Prompt 1: In the flashcards on ostensible authority, what does ostensible authority arise from instead of the principal's consent to the agent?
Prompt 2: Continue the flashcards on ostensible authority, starting after their last line.

Document extract:

Ostensible/Apparent Authority Flashcards
What is Ostensible authority?
Ostensible authority is different from actual authority. It does not result directly from the consent of the principal, express or implied, to the agent, but from the words or conduct of the principal towards a third party.
It involves the principal intentionally or negligently holding out (or representing) another to be their agent.
The words or conduct of the principal lead a third party to believe that the ‘agent’ is authorised when, in reality, the agent has no authority at all or the agent has exceeded their authority. Where the third party acts to their detriment in reliance upon the holding out, the principal will be bound notwithstanding the fact that the ‘agent’ had no actual authority to perform the act.
What are the key case authorities?
Thus, ostensible authority arises where a person represents to a third party by words or conduct that another is his or her agent:
Freeman & Lockyer (a firm) v Buckhurst Park Properties (Mangal) Ltd [1964] 2 QB 480 at 503;
Crabtree-Vickers Pty Ltd v Australian Direct Mail Advertising & Addressing Co Pty Ltd (1975) 133 CLR 72 at 78;
Di Bello v De Costi Seafoods (Holdings) Pty Ltd [2005] NSWCA 267 at [24]–[25].
Ostensible authority requires P to have made a representation to 3rd party. How can a representation be made?
The representation may be made ‘by conduct, that is, by permitting the agent to act in some way in the conduct of the principal’s business with other persons’: Freeman & Lockyer at 503 per Diplock LJ.
Where is the scope of authority sourced for Directors and partners in partnership?
The precise scope of the authority extended to particular categories of agents (for example, directors and partners) is dealt with in legislation. Usually, the specific legislative provisions embody the common law concepts. For example, under partnership legislation, which is relatively uniform in all states and territories, a partner has ostensible authority to act as agent for the other partners but only with respect to conducting business of the kind usually carried on by the partnership: Lederberger and Scheiner v Mediterranean Olives Financial Pty Ltd [2012] VSCA 262 at [41]; Crouch and Lyndon (a firm) v IPG Finance Australia Pty Ltd [2013] QCA 220.
How have the courts determined the extent of OA? (Solicitor, Practice Manager, Mediator, joint business owners)

Object pointing dataset rows:
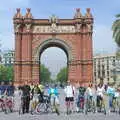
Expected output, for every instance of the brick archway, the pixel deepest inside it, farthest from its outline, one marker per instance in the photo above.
(74, 36)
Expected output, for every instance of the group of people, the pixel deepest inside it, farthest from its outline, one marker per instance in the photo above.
(25, 95)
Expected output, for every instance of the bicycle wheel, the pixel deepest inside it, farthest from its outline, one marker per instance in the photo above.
(93, 106)
(104, 107)
(86, 106)
(41, 108)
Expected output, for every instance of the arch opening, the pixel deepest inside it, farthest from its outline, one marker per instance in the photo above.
(53, 65)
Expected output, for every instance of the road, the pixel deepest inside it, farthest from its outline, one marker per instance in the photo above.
(62, 116)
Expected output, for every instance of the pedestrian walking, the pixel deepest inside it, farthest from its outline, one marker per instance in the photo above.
(26, 98)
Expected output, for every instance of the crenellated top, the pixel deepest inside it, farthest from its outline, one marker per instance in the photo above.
(80, 23)
(88, 14)
(18, 14)
(28, 14)
(78, 14)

Exercise response 1: It arises from the words or conduct of the principal towards a third party.

Exercise response 2:
The extent of ostensible authority will depend upon the width of the representation made: for example, a person holding someone out to be his or her solicitor in a particular matter amounts to no more than a representation that the solicitor has from the client all the authority that is ordinarily to be implied in favour of a solicitor acting under a retainer in such a matter: Nowrani Pty Ltd v Brown [1989] 2 Qd R 582.
Similarly, holding out someone as practice manager or mediator does not carry with it any ostensible authority to give legal advice, undertake conveyancing matters or establish corporations and trusts: Taylor v Gould [2011] QSC 203 at [34].
In Rosecell Pty Ltd v JP Haines Plumbing Pty Ltd [2015] NSWSC 1238 (upheld on appeal in Haines Bros Earthmoving Pty Ltd v Rosecell Pty Ltd (2016) 92 NSWLR 47), the court held that the alleged representation, that the principal was an entity jointly owned and operated by Mr Doughty and Mr Abboud (the alleged agent), went no further than that Mr Abboud had authority to act in the ordinary course of the business carried on by him and Mr Doughty. It did not justify the assumption that Mr Abboud alone had authority to sell: at [49]. The same applied to representations made by leaving Mr Abboud in possession of the premises and giving him access to the records of the principal: at [50].
Can there be OA if A knows of an actual limitation of authority? Is this always strictly applied?
If the agent knows of an actual limitation of authority in the agent, there can be no ostensible authority because the third party will not have relied upon the representation: Hely-Hutchinson v Brayhead Ltd [1968] 1 QB 549 at 559 and 567– 8.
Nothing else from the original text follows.